Requisiti dell'esercizio
Rispondi in breve a ciascuna domanda sul testo dedicato all'uccisione di Angelo Vassallo.
1. Con quanti colpi di pistola fu ucciso Angelo Vassallo?
2. Contro che cosa si era impegnato, secondo chi ha deciso di ricordarlo nell'anniversario?
3. Che cosa aveva confidato a un amico pochi giorni prima della sua morte?

Estratto del testo
※

In questi anni, giornalisti, magistrati, sindaci, politici hanno provato ad accendere i riflettori su Pollica per cercare di avere giustizia, di scoprire la verità. In questo anniversario, inoltre, in molti hanno deciso di ricordarlo per il suo impegno contro la corruzione, la camorra e l’illegalità, chiedendo anche l’istituzione di una commissione d’inchiesta per risalire ai responsabili.
Finestrino abbassato, un’auto ferma in strada ad Acciaroli e il corpo senza vita del sindaco pescatore al suo interno. Sono trascorsi ben dieci anni da quella sera del 5 settembre, quando Angelo Vassallo, sindaco di Pollica fu brutalmente ucciso con nove colpi di pistola. Una storia che non ha ancora un colpevole, non ha neanche un movente, se non quello emerso negli anni e raccontato da un amico. Pochi giorni prima della sua morte, infatti, il sindaco aveva confidato ad un amico di “aver scoperto qualcosa”. Un qualcosa che, forse, nessun altro scoprirà mai.

※

Voci di dati raccolte
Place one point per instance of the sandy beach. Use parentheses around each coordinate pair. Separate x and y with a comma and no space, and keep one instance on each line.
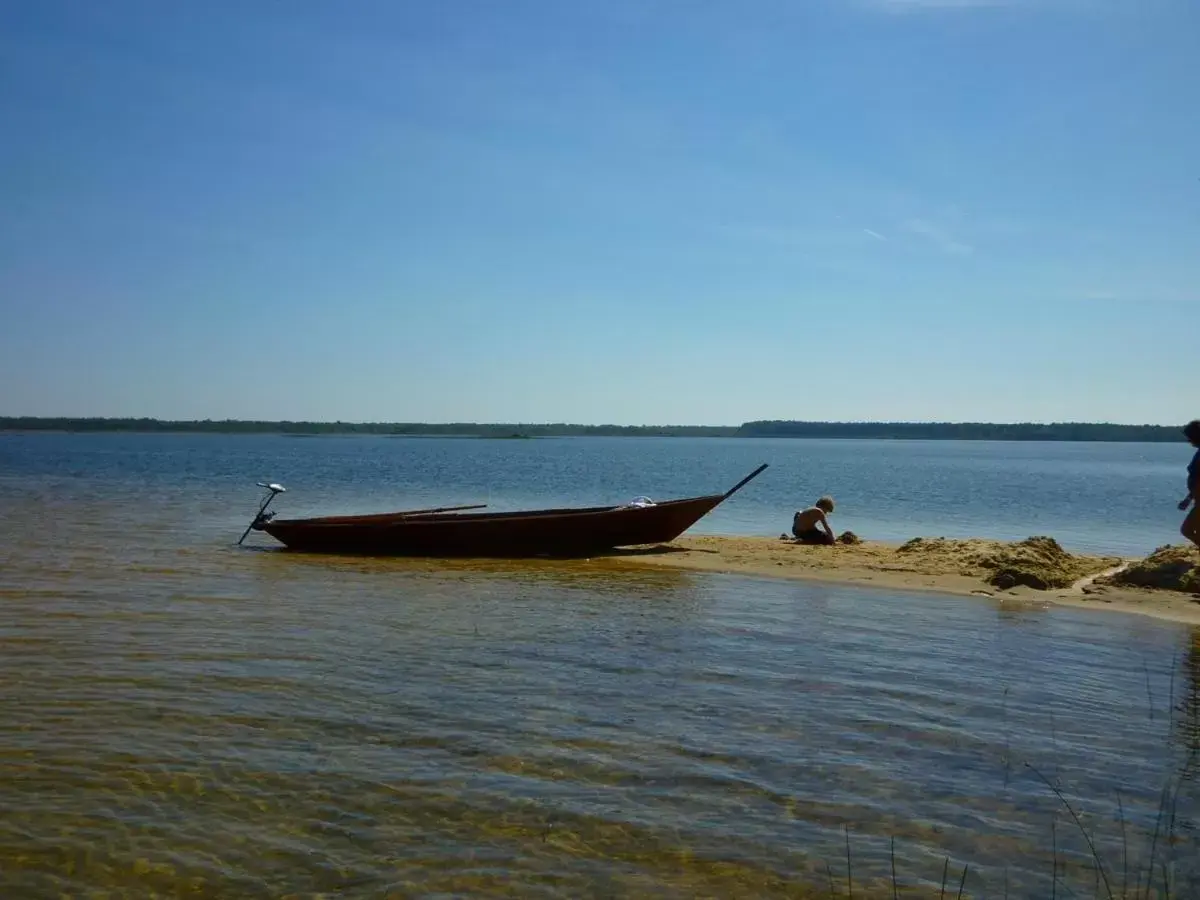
(1032,571)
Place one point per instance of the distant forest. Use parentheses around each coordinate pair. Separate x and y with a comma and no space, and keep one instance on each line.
(893,431)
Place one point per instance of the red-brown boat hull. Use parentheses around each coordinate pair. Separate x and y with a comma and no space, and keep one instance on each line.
(569,532)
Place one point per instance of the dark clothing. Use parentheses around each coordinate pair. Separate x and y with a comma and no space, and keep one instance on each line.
(813,535)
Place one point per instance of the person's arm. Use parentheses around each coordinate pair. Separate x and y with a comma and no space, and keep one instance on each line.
(826,522)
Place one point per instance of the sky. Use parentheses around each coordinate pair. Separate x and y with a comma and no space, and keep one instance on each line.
(631,211)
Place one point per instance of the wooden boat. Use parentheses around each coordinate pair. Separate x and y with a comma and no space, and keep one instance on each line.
(456,532)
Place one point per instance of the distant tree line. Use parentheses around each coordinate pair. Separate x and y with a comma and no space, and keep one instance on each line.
(964,431)
(894,431)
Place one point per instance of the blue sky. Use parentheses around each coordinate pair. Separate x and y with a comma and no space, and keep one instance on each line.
(601,210)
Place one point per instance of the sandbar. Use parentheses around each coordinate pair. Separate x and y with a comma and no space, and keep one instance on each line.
(966,568)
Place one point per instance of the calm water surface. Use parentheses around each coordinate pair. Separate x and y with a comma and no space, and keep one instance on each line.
(179,717)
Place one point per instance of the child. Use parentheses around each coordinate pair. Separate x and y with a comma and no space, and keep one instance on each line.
(805,523)
(1191,527)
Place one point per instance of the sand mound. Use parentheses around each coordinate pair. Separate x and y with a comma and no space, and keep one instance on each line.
(1035,562)
(1170,568)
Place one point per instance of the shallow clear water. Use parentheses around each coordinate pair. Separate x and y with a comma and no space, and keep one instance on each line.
(181,717)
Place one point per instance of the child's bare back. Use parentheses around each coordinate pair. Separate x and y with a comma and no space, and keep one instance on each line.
(811,526)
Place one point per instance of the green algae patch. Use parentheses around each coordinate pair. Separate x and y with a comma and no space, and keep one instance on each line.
(1169,568)
(1037,562)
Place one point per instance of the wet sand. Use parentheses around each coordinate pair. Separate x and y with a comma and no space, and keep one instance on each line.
(963,568)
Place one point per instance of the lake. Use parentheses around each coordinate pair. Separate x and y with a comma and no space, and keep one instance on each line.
(180,717)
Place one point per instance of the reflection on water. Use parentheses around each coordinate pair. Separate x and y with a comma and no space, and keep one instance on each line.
(179,717)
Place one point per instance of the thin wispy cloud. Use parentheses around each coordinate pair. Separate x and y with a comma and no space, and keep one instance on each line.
(939,237)
(909,6)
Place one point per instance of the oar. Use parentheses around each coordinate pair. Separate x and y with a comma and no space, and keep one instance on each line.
(271,489)
(442,509)
(744,481)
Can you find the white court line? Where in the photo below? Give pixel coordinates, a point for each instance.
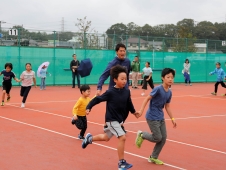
(126, 130)
(208, 97)
(62, 134)
(49, 102)
(183, 118)
(64, 101)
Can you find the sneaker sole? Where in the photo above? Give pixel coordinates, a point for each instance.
(84, 141)
(154, 162)
(126, 167)
(138, 132)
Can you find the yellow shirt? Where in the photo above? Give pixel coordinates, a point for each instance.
(80, 106)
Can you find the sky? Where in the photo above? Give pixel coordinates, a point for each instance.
(47, 14)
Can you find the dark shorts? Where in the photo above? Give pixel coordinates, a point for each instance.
(7, 87)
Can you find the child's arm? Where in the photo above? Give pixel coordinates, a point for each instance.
(76, 106)
(149, 76)
(169, 112)
(96, 100)
(213, 72)
(17, 80)
(146, 100)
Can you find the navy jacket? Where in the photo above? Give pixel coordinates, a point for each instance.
(106, 73)
(119, 104)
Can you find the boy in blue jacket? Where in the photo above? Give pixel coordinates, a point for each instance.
(117, 107)
(220, 77)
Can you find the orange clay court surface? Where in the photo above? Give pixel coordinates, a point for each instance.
(41, 136)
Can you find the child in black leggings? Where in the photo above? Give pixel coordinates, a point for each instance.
(147, 71)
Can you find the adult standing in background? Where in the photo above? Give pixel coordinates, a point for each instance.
(74, 66)
(135, 71)
(120, 59)
(186, 72)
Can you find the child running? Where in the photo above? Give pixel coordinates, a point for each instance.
(79, 111)
(119, 103)
(159, 98)
(220, 77)
(43, 73)
(7, 81)
(147, 71)
(27, 77)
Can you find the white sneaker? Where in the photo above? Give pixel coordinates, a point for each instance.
(23, 105)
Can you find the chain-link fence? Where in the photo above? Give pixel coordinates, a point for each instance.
(35, 46)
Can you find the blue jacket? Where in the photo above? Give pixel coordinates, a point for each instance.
(220, 74)
(106, 73)
(119, 104)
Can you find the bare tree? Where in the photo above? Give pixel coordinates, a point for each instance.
(85, 35)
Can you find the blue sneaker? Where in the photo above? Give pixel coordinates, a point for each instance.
(87, 140)
(81, 137)
(123, 165)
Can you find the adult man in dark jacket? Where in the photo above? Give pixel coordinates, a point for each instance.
(74, 66)
(120, 59)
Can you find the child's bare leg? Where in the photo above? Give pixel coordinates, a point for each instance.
(3, 95)
(101, 137)
(121, 146)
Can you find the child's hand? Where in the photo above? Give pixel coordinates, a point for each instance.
(87, 111)
(174, 123)
(138, 114)
(75, 117)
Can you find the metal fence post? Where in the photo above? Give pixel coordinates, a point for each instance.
(207, 42)
(54, 57)
(18, 44)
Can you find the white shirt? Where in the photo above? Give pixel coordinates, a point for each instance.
(147, 71)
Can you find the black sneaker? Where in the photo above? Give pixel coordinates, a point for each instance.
(123, 129)
(72, 121)
(87, 140)
(81, 137)
(123, 165)
(8, 99)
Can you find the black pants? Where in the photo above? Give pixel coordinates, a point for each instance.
(83, 124)
(7, 87)
(75, 74)
(145, 82)
(217, 83)
(24, 91)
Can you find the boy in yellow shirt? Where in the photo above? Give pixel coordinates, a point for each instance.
(79, 111)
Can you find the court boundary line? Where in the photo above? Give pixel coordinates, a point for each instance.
(62, 134)
(201, 96)
(183, 118)
(196, 146)
(63, 101)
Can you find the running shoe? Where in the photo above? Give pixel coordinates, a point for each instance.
(155, 161)
(139, 140)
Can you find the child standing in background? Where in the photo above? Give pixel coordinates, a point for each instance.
(186, 72)
(220, 77)
(79, 111)
(43, 73)
(7, 81)
(119, 103)
(159, 98)
(147, 71)
(27, 77)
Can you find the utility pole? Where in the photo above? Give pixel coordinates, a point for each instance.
(1, 22)
(62, 25)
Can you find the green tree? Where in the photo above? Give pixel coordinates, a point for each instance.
(206, 30)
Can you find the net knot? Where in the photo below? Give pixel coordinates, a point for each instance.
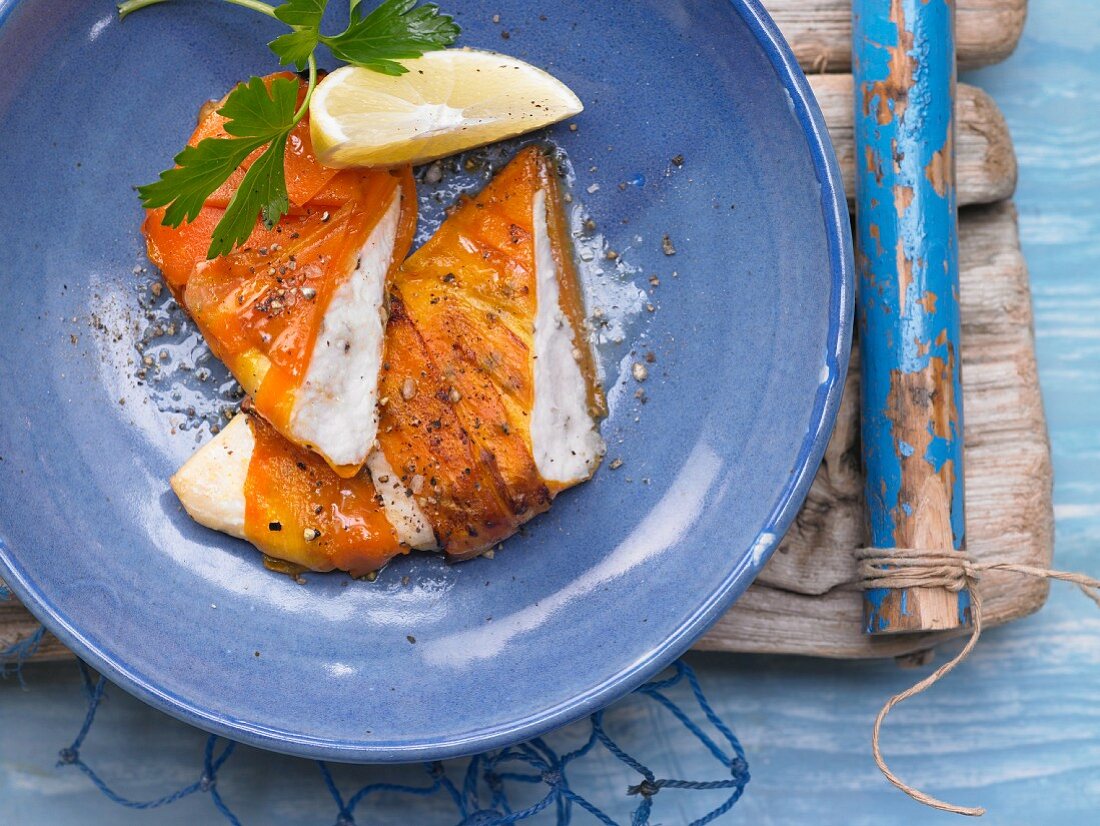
(739, 769)
(646, 789)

※

Risposta
1. Con nove colpi di pistola.
2. Contro la corruzione, la camorra e l'illegalità.
3. Di "aver scoperto qualcosa".